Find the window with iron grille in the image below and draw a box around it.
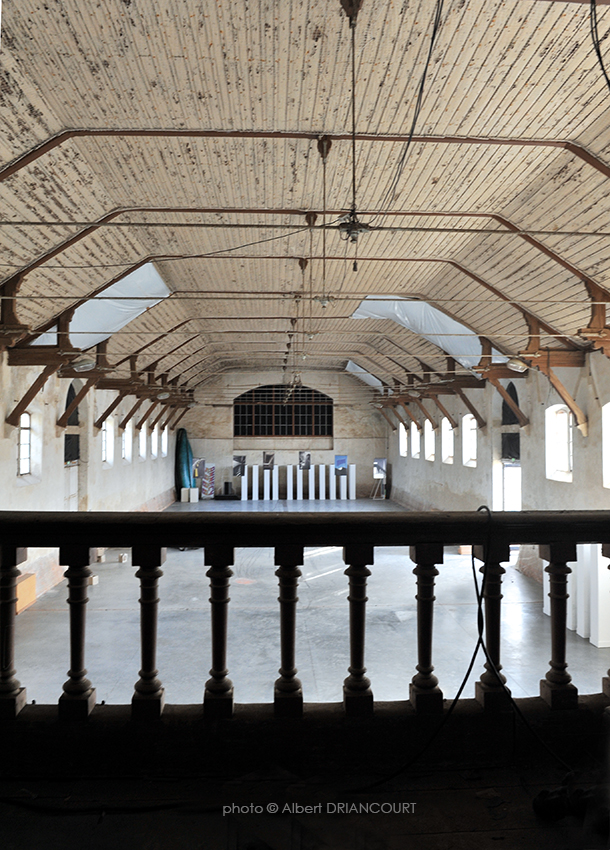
[233,384,333,437]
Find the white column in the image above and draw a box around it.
[589,543,610,647]
[349,463,356,499]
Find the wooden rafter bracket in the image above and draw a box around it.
[455,388,487,428]
[538,363,589,437]
[5,364,59,426]
[487,376,530,428]
[512,348,587,368]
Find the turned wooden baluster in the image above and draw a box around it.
[131,546,167,720]
[0,546,28,720]
[409,543,443,714]
[203,546,234,720]
[539,543,578,709]
[273,546,303,717]
[602,543,610,697]
[343,545,374,717]
[473,540,510,711]
[59,546,95,720]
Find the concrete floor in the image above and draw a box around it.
[15,500,610,704]
[0,501,610,850]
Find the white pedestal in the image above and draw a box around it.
[307,463,316,499]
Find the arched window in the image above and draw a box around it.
[398,422,407,457]
[411,422,421,457]
[544,404,572,481]
[17,413,32,475]
[64,384,80,466]
[462,413,477,466]
[424,419,436,460]
[441,416,455,463]
[233,384,333,437]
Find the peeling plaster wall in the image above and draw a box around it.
[181,372,387,498]
[0,354,174,595]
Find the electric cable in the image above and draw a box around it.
[589,0,610,96]
[350,505,576,793]
[369,0,444,224]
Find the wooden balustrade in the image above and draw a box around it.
[409,543,443,714]
[0,512,610,722]
[203,546,235,720]
[131,546,167,720]
[59,546,95,720]
[473,540,510,711]
[273,546,303,717]
[0,546,28,720]
[539,543,578,709]
[343,545,374,717]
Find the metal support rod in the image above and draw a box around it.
[273,546,303,717]
[409,543,444,714]
[203,546,235,720]
[131,546,167,720]
[539,543,578,709]
[343,545,374,717]
[0,546,28,720]
[59,546,95,720]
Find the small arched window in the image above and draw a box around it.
[544,404,572,481]
[17,413,32,475]
[64,384,80,466]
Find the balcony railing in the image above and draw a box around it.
[0,511,610,720]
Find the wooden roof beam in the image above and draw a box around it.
[4,364,59,426]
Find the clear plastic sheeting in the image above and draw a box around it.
[345,360,383,390]
[32,263,170,349]
[352,298,508,369]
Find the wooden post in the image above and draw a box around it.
[0,546,28,720]
[59,546,95,720]
[409,543,443,714]
[343,545,374,717]
[203,546,235,720]
[602,544,610,697]
[131,546,167,720]
[473,540,510,711]
[539,543,578,709]
[273,546,303,717]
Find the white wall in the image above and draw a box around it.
[0,353,174,593]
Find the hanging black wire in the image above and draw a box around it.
[589,0,610,95]
[372,0,444,221]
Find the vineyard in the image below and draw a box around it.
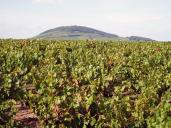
[0,39,171,128]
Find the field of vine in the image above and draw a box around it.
[0,39,171,128]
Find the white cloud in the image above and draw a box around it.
[32,0,63,4]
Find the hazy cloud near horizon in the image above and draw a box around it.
[0,0,171,40]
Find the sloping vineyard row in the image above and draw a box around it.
[0,39,171,128]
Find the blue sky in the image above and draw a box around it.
[0,0,171,40]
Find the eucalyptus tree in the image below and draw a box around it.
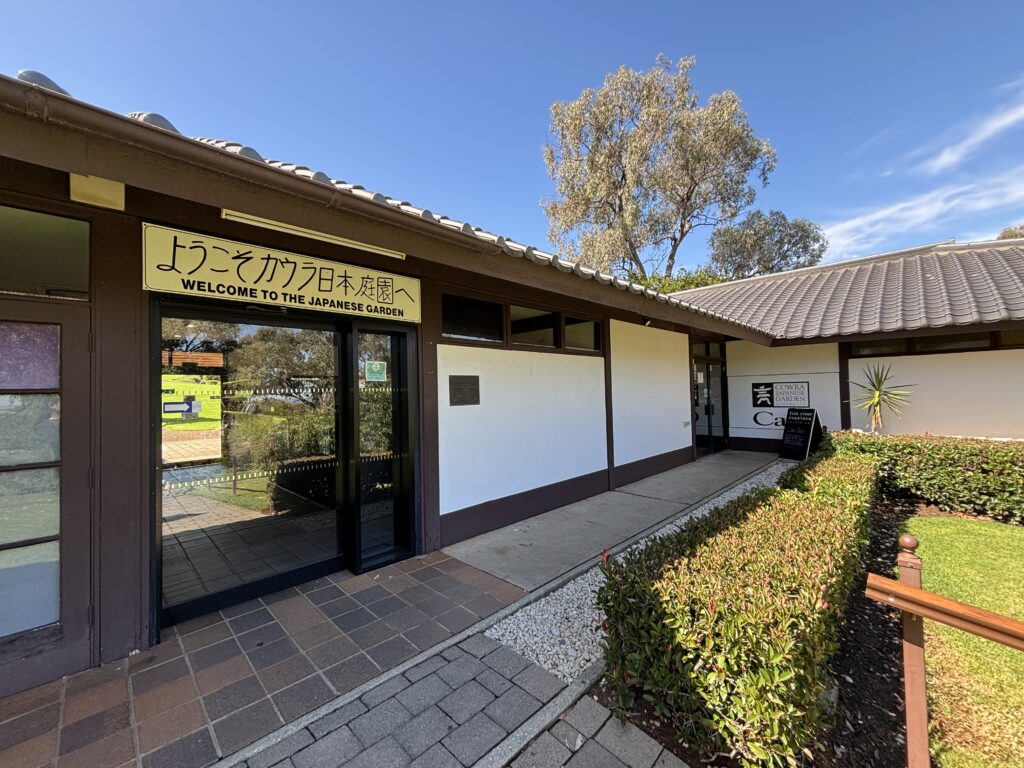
[544,56,775,280]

· · · ·

WORK TO COMPLETE: Copy out each line of the records above in which the string "wall" appears.

RESULT:
Find the peeling plaster wall in the image above and draw a box around it.
Find the white wall in the image above and draw a box around it.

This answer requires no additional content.